> _Task set_
• 1. In the passage on how to use the book, what is learning to analyze data using R compared to?
• 2. Count the lines of the records that contain the word "blue", treating uppercase and lowercase as different. Reply with the number only.

> _Selected passage_
--- begin ---
2 How to Use this Book

We’ve heard it from fellow data scientists and experienced it ourselves - learning a programming language is hard. Like learning a foreign language, it is not just about mastering vocabulary. It’s also about learning the language’s norms, its underlying structure, and the metaphors that hold the whole thing together.

The beginning of the learning journey is particularly challenging because it feels slow. If you have experience as an educator or consultant, you already have efficient solutions you use in your day-to-day work. Introducing code to your workflow slows you down at first because you won’t be as fast as you are with your favorite spreadsheet software. However, you’re probably reading this book because you realize that learning how to analyze data using R is like investing in your own personal infrastructure–it takes time while you’re building the initial skills, but the investment pays off when you start solving complex problems faster and at scale. One person we spoke with shared this story about their learning journey:

“The first six months were hard. I knew how quickly I could do a pivot table in Excel. It took longer in R because I had to go through the syntax and take the book out. I forced myself to do it, though. In the long-term, I’d be a better data scientist. I’m so glad I thought that way, but it was hard the first few months.”

Our message is this: learning R for your education job is doable, challenging, and rewarding all at once. We wrote this book for you because we do this work every day. We’re not writing as education data science masters. We’re writing as people who learned R and data science after we chose education. And like you, improving the lives of students is our daily practice. Learning to use R and data science helped us do that. Join us in enjoying all that comes with R and data science – both the challenge of learning and the joy of solving problems in creative and efficient ways.

2.1 Different Strokes for Different Data Scientists in Education

As we learned in the introduction, it’s tough to define data science in education because people are educated in all kinds of settings and in all kinds of age groups. Education organizations require different roles to make it work, which creates different kinds of data science uses. A teacher’s approach to data analysis is different from an administrator’s or an operations manager’s perspective.

We also know that learning data science and R is not in the typical job description. Most readers of this book are educators working with data and looking to expand their tools. You might even be an educator who doesn’t work with data, but you’ve discovered a love for learning about the lives of students through data. Either way, learning data science and R is probably not in your job description.
--- end ---
> _Listing_
--- begin ---
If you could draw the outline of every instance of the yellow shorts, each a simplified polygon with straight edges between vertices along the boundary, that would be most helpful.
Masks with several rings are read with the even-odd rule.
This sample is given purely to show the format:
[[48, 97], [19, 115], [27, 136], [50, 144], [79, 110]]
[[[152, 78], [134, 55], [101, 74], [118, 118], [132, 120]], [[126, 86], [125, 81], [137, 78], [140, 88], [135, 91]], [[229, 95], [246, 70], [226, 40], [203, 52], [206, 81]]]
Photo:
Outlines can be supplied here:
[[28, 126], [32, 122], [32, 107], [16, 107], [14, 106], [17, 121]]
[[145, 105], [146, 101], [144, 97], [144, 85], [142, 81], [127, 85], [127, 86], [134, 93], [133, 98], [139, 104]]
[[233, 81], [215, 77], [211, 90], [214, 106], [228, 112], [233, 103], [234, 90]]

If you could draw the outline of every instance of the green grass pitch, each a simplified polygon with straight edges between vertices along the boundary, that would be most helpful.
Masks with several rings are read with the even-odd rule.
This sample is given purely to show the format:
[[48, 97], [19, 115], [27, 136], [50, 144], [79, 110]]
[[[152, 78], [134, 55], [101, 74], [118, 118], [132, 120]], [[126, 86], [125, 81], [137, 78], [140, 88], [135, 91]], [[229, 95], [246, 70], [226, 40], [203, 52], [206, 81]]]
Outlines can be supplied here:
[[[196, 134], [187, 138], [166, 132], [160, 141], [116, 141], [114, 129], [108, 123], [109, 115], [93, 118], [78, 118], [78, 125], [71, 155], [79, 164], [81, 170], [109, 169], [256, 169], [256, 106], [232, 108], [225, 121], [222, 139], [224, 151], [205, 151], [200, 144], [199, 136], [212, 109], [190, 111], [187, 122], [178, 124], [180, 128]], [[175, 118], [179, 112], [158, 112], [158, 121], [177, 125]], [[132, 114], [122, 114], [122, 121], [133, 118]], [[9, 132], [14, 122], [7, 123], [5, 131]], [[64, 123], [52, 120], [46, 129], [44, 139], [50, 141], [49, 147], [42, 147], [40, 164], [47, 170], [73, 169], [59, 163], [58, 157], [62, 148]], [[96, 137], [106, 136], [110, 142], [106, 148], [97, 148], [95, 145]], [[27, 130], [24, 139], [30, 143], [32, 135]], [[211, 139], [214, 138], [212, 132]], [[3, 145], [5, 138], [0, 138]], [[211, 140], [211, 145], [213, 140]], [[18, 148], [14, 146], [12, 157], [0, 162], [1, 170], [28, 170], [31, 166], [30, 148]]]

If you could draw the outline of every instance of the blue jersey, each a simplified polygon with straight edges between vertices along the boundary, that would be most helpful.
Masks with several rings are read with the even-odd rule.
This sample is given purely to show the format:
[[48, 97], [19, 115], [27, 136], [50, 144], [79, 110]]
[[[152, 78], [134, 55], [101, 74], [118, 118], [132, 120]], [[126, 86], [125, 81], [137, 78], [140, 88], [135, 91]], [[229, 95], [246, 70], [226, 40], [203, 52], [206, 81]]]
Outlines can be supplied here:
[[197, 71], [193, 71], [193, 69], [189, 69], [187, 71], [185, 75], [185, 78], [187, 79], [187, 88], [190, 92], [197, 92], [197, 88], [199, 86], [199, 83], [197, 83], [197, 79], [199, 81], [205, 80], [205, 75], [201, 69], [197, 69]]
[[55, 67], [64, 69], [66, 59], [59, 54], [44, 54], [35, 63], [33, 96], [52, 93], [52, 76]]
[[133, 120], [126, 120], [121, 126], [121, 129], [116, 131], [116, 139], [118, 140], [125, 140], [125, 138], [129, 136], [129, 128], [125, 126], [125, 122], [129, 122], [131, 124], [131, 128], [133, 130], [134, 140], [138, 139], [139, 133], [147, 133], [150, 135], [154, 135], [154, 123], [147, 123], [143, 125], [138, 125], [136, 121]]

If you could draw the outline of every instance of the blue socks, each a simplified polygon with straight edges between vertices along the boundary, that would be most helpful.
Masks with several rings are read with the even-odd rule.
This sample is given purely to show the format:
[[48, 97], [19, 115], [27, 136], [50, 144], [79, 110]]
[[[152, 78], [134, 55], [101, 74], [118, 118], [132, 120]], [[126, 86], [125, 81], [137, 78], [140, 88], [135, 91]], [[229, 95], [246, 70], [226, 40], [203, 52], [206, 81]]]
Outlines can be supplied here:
--- end ---
--- begin ---
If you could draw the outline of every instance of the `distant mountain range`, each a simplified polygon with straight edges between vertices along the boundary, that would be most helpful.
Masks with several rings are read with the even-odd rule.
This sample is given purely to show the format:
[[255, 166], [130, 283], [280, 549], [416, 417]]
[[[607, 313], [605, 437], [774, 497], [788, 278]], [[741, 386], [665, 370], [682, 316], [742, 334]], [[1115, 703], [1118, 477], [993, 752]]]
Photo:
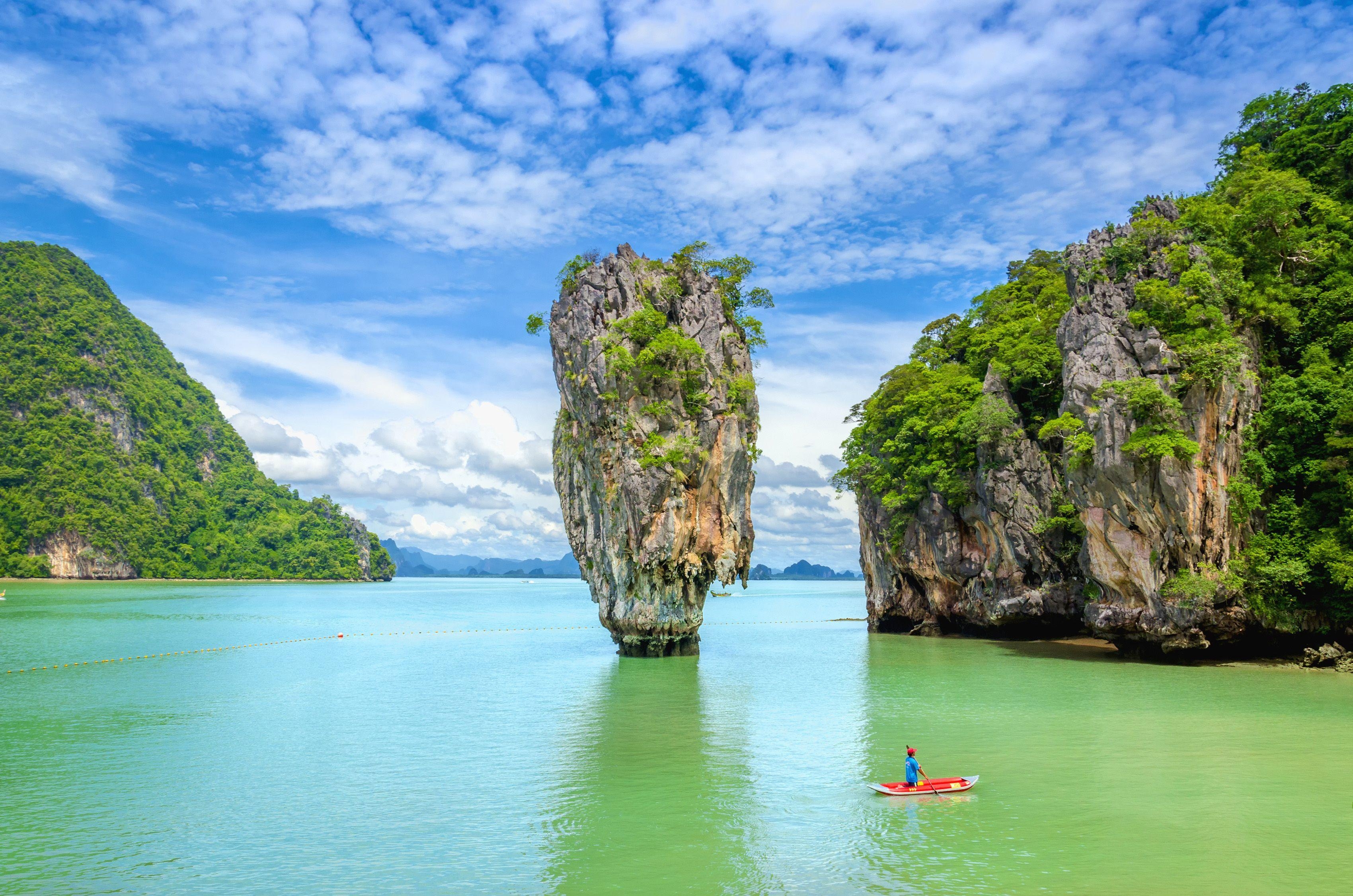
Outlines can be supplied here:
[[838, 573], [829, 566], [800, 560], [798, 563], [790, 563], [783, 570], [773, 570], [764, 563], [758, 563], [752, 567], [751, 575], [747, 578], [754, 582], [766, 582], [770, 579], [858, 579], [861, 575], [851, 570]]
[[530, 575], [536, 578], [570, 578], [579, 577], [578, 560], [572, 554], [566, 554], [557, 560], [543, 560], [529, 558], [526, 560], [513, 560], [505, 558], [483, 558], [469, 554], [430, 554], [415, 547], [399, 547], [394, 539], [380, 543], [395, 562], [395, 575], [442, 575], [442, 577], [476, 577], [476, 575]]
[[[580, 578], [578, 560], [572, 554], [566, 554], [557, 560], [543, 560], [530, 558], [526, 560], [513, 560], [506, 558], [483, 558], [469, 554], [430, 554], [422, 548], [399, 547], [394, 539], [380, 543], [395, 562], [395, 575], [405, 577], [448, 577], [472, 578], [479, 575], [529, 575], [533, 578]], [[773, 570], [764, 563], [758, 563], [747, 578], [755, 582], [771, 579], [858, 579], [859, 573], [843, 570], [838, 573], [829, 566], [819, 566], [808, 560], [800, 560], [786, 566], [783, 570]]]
--- end ---
> _Exercise responses_
• 1. Investing in your own personal infrastructure.

• 2. 2